### Problem:
Convert every line of the records below into a JSON list of strings, one string per line, leaving out any blank lines.

### Extracted records:
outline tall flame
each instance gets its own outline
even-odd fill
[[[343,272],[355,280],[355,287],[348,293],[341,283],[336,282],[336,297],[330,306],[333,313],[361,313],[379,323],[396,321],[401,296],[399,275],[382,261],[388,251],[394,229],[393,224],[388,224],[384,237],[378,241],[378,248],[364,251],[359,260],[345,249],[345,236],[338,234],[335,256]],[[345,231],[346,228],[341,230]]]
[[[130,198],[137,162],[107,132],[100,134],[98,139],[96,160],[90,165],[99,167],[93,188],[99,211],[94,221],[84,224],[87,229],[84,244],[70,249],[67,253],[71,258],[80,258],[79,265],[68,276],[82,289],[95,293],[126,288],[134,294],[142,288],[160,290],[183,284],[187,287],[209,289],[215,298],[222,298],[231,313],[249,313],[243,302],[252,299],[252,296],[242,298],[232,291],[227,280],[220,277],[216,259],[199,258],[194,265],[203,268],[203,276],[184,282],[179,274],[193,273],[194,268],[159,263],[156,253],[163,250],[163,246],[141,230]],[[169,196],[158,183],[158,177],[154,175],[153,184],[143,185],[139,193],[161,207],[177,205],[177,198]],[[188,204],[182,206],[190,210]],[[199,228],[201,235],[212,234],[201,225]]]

### Full response:
[
  "outline tall flame",
  "each instance gets its own outline",
  "even-odd fill",
  "[[[343,272],[355,280],[355,287],[348,293],[341,283],[336,282],[336,297],[330,306],[333,313],[361,313],[379,323],[396,321],[401,296],[399,275],[382,261],[388,251],[394,229],[393,224],[388,224],[384,237],[378,241],[378,248],[364,251],[359,260],[345,249],[345,236],[338,234],[335,256]],[[345,231],[346,228],[341,230]]]",
  "[[[130,198],[137,162],[107,132],[100,134],[98,139],[96,160],[90,165],[99,167],[93,188],[99,211],[94,221],[84,224],[87,229],[84,244],[70,249],[67,253],[71,258],[80,258],[79,265],[68,276],[82,289],[95,293],[126,288],[134,294],[142,288],[160,290],[183,284],[187,287],[209,289],[215,298],[222,298],[231,313],[249,313],[243,302],[252,299],[252,296],[242,298],[232,291],[227,280],[220,277],[216,259],[199,258],[194,265],[203,268],[203,276],[184,282],[179,274],[193,273],[194,268],[159,263],[156,253],[163,250],[163,246],[141,230]],[[169,196],[158,183],[158,177],[154,175],[153,184],[143,185],[139,193],[161,207],[177,205],[177,198]],[[188,204],[182,206],[190,210]],[[199,228],[201,235],[212,234],[201,225]]]"
]